[Stored records]

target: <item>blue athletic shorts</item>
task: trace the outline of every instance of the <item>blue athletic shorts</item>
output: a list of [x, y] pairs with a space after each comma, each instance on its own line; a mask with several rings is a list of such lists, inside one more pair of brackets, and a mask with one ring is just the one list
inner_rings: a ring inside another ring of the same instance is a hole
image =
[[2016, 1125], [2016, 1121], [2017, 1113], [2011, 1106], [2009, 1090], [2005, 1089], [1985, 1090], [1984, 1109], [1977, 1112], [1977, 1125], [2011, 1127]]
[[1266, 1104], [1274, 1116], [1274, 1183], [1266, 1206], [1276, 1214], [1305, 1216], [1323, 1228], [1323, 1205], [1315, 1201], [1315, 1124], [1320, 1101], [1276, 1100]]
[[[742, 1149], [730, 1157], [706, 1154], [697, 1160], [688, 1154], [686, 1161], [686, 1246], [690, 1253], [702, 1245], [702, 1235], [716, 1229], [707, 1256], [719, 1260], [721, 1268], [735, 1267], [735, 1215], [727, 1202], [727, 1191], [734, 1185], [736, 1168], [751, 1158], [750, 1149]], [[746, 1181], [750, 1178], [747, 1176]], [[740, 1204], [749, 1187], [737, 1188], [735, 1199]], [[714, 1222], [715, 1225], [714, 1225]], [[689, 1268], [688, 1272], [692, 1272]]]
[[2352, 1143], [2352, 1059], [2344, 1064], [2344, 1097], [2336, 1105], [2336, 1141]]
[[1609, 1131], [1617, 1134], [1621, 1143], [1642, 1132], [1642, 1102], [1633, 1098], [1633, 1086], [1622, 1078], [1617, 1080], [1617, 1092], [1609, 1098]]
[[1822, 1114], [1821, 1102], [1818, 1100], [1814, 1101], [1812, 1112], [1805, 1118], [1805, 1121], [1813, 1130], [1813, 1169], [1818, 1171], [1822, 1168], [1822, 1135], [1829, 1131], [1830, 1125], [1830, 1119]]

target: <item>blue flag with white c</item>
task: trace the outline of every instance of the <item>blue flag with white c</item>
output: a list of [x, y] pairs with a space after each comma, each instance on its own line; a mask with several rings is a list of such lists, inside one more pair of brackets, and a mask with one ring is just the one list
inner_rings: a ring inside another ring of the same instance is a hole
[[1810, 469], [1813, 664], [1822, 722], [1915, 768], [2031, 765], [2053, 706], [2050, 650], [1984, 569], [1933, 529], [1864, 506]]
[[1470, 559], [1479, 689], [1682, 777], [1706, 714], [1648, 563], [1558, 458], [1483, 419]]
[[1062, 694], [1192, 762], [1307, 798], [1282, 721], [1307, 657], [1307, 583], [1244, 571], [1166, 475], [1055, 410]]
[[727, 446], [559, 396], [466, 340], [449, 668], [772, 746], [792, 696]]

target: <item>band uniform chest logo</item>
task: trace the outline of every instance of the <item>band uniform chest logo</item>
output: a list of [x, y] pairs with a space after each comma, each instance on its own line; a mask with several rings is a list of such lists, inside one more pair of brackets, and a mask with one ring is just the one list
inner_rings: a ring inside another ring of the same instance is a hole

_PROBLEM_
Show the lines of the records above that mention "white".

_OUTPUT_
target: <item>blue flag with white c</item>
task: trace the outline of every instance of the <item>blue flag with white c</item>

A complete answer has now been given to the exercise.